Text shown =
<<<<

23. General rule is that ordinarily the appellate Court should not
travel outside the record of the lower Court but Order 41 Rule 27 of the
Code carves out an exception to the general rule and enables the appellate
Court to take additional evidence on fulfilment of certain conditions and/or
contingencies. We cannot be oblivious of the settled proposition that Order
41 Rule 27 has not been engrafted in the Code to enable any party to the lis
to patch up the weak points in the case and fill up any lacunae or gap in the
evidence by adducing additional evidence.
24. In the given case, appellant's prayer for adducing additional
evidence does not satisfy the any of the conditions incorporated in sub-rule
1(a) and 1(aa) of Rule 27 and it is to be noted that the words 'or for any other
substantial cause' must be read with the word 'requires' which is set out at
the commencement of the provision. It means that when appellate Court
requires additional evidence, appellate Court can accept the same as per
sub-rule 1(b) of Rule 27. In other words, when it would be apparent that
without taking additional evidence, appellate Court would not be able to
pronounce the judgment, then it can take additional evidence.
25. In the case at hand, appellant and the added respondent want the
appellate Court to take additional evidence to convince that plaint, revised
report of partition-commissioner and order of disposal of partition suit and
judgment impugned herein, deed of trust, certified copy and typed copy of
the deed by dint of which testator purchased the property bequeathed are
required. We are of the view that the evidence brought on record are
sufficient enough to enable the Court to decide such issue and hence,
applications being CAN 4 of 2023 and CAN 5 of 2023 taken out under Order
41 Rule 27 read with Section 151 of the Code being redundant are rejected.
The application for substitution being CAN 2 of 2020 (Old No.CAN 2777 of
2020) had already been disposed of earlier.
26. Basing upon arguments advanced by the parties before us, we are
enjoined to give judicial answers to the following queries:
1. Whether Gopal has locus standi to maintain an application
for grant of letters of administration in respect of the Will
executed by Jahar?
2. Whether in view of death of Chitra and Mousumi, legacy and
in consequence, the Will has lapsed?
3. Whether the provision made in the Will regarding trust
property can be treated as valid?
4. Whether the applicant could prove that Will was validly
executed and duly attested and testator executed the Will in
sound and disposing state of mind and after understanding
the nature and effect of disposition and whether applicant
could remove the suspicions surrounding the Will?

>>>>

Given task = Translate this sentence from the court judgment above into Spanish: "It means that when appellate Court requires additional evidence, appellate Court can accept the same as per sub-rule 1(b) of Rule 27."

[Bounding box annotation entries]
<<<<

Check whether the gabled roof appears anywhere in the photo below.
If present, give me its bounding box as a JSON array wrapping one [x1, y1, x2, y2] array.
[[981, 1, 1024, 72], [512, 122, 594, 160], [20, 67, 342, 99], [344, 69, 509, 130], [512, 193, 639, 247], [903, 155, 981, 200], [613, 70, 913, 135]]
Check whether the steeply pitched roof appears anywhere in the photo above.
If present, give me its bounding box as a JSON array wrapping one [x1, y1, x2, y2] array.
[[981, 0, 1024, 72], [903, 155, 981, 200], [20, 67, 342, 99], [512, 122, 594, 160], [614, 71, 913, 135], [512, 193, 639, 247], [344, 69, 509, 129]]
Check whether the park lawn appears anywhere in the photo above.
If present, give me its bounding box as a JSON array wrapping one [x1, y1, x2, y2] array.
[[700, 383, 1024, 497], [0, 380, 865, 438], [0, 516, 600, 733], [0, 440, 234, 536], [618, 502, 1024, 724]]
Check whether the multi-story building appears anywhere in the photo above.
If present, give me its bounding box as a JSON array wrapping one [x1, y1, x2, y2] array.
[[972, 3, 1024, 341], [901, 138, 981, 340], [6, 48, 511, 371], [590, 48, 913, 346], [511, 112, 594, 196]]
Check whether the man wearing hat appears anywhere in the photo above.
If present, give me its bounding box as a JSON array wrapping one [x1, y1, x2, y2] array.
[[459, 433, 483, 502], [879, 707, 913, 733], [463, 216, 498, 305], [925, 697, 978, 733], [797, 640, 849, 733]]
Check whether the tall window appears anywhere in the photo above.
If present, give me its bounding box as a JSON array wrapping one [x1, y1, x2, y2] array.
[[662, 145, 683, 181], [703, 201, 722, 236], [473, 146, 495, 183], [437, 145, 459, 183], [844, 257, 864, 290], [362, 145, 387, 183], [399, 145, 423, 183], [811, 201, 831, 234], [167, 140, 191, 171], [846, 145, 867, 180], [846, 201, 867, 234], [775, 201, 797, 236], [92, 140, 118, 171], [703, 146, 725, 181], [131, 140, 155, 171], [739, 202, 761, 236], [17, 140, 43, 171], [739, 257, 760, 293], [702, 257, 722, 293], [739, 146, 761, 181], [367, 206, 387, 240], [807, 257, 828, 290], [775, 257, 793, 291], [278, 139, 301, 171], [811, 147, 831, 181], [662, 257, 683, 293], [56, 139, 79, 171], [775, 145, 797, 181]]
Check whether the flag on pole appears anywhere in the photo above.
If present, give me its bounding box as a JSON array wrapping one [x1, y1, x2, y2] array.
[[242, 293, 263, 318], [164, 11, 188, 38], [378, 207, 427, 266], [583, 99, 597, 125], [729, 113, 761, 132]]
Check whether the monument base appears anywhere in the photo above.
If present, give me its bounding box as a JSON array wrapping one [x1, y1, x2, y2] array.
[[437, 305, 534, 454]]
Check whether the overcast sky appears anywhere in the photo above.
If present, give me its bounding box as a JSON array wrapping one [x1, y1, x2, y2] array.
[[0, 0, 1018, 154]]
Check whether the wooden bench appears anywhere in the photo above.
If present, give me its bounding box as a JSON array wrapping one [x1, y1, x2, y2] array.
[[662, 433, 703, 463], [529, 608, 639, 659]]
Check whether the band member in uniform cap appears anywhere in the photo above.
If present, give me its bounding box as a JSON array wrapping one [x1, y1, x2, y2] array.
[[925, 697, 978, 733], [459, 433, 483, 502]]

>>>>

Exercise answer = Significa que, cuando el tribunal de apelación requiere pruebas adicionales, el tribunal de apelación puede aceptarlas conforme a la subregla 1(b) de la Regla 27.